_Task to carry out_:
Identify each line of the records below that contains the word "every" and copy it in full. Treat the match as case-sensitive.

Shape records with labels
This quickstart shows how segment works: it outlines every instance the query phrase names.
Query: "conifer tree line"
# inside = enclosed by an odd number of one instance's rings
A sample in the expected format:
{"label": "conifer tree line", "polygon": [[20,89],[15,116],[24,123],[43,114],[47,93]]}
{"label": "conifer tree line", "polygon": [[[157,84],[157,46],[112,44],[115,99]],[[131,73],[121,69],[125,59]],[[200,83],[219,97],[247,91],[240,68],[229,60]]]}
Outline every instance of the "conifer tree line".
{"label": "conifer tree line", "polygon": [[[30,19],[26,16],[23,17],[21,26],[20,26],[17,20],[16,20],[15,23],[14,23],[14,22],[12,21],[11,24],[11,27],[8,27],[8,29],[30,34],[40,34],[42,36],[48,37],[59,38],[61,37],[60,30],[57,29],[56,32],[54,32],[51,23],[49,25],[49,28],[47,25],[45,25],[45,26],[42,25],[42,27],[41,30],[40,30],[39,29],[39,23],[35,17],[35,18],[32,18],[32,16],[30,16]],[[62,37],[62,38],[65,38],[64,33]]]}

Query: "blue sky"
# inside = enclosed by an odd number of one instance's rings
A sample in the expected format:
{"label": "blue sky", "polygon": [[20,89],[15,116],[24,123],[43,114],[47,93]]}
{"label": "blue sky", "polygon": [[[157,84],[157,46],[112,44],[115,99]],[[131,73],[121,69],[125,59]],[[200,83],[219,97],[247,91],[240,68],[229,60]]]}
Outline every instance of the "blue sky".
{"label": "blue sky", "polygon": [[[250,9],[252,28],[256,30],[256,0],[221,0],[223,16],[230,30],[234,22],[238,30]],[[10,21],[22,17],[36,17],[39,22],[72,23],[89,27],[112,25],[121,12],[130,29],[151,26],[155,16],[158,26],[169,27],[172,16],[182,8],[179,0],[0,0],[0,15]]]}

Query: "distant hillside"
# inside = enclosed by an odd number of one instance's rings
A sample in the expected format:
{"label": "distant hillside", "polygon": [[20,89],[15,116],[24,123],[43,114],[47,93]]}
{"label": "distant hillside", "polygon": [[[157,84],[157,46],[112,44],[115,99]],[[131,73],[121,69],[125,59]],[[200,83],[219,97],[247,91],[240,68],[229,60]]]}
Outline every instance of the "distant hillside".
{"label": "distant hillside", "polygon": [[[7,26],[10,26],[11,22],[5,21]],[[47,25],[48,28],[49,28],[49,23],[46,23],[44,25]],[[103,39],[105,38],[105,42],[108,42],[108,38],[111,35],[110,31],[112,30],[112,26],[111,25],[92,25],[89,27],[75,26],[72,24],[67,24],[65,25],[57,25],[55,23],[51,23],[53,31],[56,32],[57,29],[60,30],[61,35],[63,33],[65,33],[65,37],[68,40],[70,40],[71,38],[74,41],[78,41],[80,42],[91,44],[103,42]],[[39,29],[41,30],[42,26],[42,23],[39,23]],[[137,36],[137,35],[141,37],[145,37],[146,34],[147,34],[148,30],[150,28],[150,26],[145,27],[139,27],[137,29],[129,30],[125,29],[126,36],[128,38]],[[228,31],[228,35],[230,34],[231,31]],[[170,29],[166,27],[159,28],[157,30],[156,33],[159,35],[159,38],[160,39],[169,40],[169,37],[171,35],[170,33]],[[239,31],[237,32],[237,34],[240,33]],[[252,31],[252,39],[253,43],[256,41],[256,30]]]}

_The result_:
This quickstart shows how segment works: it outlines every instance the query phrase names.
Outline every instance of the "conifer tree line".
Outline every instance of the "blue sky".
Outline every instance of the "distant hillside".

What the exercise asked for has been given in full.